Point localization data:
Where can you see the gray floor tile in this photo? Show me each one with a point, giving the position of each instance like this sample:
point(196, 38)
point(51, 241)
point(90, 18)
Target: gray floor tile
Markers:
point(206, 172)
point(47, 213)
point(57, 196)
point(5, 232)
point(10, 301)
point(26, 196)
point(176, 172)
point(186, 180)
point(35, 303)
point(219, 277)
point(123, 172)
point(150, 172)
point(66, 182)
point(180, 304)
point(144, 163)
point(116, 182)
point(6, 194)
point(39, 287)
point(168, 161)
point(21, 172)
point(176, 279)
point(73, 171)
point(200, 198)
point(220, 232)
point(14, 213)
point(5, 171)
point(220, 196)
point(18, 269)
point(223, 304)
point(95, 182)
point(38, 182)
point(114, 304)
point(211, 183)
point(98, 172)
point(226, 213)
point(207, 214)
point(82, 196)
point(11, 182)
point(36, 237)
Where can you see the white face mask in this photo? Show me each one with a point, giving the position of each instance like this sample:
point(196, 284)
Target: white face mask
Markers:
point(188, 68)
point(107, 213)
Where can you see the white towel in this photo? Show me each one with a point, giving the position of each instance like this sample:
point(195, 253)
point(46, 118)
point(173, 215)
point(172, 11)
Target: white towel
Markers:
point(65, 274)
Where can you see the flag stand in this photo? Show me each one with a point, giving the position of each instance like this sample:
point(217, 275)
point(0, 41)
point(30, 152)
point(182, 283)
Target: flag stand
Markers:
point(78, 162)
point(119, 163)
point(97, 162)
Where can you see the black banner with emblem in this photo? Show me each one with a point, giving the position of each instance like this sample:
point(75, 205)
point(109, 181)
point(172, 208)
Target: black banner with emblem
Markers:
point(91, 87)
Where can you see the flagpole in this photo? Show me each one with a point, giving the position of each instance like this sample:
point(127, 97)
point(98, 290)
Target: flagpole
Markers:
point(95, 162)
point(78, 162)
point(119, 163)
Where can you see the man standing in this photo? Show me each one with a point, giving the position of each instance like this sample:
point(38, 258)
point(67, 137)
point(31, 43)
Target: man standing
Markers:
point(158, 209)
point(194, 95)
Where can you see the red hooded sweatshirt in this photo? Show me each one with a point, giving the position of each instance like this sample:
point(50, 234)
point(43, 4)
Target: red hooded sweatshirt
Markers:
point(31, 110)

_PROBLEM DETAILS_: A word-for-word copy of the lines above from the one with "point(109, 181)" through the one with "point(38, 258)", inclusive, is the only output wanted.

_EXERCISE ANSWER_:
point(109, 181)
point(172, 208)
Target: black banner with emblem
Markers:
point(91, 87)
Where can you see the flagpole in this photo? Show me each one with a point, giving the position of each instance like this sample:
point(127, 97)
point(98, 290)
Target: flagpole
Markers:
point(95, 162)
point(78, 162)
point(119, 163)
Where can you see the man standing in this photo? Show me each one with a point, giving the position of each instance like this sample:
point(38, 258)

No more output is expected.